Records for the task:
%%

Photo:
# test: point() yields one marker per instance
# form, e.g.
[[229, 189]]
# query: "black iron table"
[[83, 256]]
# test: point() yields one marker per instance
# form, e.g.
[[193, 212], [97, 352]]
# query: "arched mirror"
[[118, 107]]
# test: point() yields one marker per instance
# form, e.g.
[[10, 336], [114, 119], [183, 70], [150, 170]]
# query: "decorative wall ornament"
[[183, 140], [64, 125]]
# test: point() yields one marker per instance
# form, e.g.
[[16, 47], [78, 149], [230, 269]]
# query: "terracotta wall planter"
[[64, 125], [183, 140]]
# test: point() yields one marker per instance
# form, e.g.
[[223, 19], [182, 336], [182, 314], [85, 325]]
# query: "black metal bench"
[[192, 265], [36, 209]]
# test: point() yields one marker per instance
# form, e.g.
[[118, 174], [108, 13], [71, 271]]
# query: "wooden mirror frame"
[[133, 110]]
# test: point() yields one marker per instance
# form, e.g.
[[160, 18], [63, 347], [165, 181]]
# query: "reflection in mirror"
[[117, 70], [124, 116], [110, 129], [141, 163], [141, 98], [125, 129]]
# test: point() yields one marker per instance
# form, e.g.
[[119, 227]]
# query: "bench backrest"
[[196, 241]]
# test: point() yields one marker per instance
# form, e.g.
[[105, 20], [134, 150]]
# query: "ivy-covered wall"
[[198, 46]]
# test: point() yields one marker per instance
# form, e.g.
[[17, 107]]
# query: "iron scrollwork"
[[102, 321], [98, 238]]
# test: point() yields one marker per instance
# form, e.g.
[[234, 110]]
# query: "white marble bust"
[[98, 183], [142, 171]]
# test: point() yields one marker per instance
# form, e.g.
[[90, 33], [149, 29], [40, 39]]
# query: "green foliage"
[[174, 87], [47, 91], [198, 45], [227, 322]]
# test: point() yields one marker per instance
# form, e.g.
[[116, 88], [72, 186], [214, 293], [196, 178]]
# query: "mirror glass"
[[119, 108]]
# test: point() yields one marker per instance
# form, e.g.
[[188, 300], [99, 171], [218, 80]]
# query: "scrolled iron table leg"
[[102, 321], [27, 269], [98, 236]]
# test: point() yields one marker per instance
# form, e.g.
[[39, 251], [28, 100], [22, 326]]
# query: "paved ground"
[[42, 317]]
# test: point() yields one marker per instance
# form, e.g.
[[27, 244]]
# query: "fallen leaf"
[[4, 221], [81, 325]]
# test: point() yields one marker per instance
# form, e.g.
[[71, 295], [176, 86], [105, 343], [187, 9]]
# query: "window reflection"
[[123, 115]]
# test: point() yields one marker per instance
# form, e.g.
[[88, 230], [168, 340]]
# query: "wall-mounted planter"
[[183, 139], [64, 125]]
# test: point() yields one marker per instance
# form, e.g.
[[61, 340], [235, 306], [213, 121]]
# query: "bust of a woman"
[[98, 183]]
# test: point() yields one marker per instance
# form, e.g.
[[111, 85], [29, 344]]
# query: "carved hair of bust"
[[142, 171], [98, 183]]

%%

Exercise:
Each line of the material above must be retyped precisely.

Response:
Photo:
# test: point() yields one marker per instance
# form, e.g.
[[229, 189]]
# query: "black iron table"
[[83, 256]]
# test: point() yields one marker per instance
# form, e.g.
[[193, 212], [97, 352]]
# query: "arched mirror"
[[118, 107]]
# test: point() yields one marker per instance
# form, e.g.
[[10, 336], [114, 119], [183, 70], [150, 170]]
# query: "decorative wall ornament"
[[183, 140], [64, 125]]
# test: point() yields one marker per instance
# form, e.g.
[[16, 47], [78, 149], [230, 269]]
# query: "terracotta wall planter"
[[64, 125], [183, 140]]
# test: point() yields one marker per instance
# form, e.g.
[[223, 19], [182, 336], [182, 314], [85, 325]]
# query: "black metal bench"
[[192, 265], [36, 209]]
# test: point() yields one marker per instance
# form, e.g.
[[118, 174], [108, 13], [71, 271]]
# query: "wooden mirror frame"
[[133, 110]]
# test: point() yields one marker per instance
# form, e.g.
[[160, 18], [63, 347], [165, 181]]
# query: "reflection in mirror"
[[117, 70], [124, 116], [110, 129], [141, 163], [141, 98], [125, 129]]
# test: point() yields one marker per instance
# form, e.g.
[[119, 227]]
# query: "bench backrest"
[[196, 241]]
# test: point() yields one marker per instance
# form, e.g.
[[105, 20], [134, 150]]
# query: "ivy-covered wall"
[[198, 46]]
# test: point() yields one marker per instance
# form, e.g.
[[17, 107]]
# query: "iron scrollwork"
[[102, 321], [98, 238]]
# test: point() yields one marker per instance
# form, e.g.
[[234, 110]]
# query: "white marble bust"
[[98, 183], [142, 171]]
# test: point() yields one marker per instance
# form, e.g.
[[90, 33], [149, 29], [40, 39]]
# query: "green foliage"
[[174, 87], [47, 91], [198, 45], [227, 322]]
# test: point() yields one marker per instance
# form, e.g.
[[116, 88], [72, 186], [214, 293], [196, 178]]
# query: "mirror glass"
[[119, 108]]
# test: point() yields one marker per instance
# form, e.g.
[[188, 300], [99, 171], [218, 80]]
# query: "scrolled iron table leg"
[[102, 321], [27, 269], [98, 236]]
# test: point() yields one marker per instance
# form, e.g.
[[39, 251], [28, 100], [22, 326]]
# query: "paved ground"
[[42, 317]]
# test: point() yields one marker per instance
# form, e.g.
[[27, 244]]
# query: "fallen leaf"
[[4, 221], [81, 325]]
# test: point() yields one marker per instance
# form, e.g.
[[71, 295], [176, 86], [105, 343], [187, 9]]
# query: "window reflection"
[[123, 115]]
# test: point() yields one marker per instance
# form, e.g.
[[88, 230], [168, 340]]
# query: "wall-mounted planter"
[[183, 139], [64, 125]]
# test: point() yields one marker per instance
# form, e.g.
[[61, 340], [235, 306], [213, 121]]
# query: "bust of a woman"
[[98, 183]]
# test: point() yields one marker per instance
# form, e.g.
[[111, 85], [29, 344]]
# query: "carved hair of bust"
[[142, 171], [98, 183]]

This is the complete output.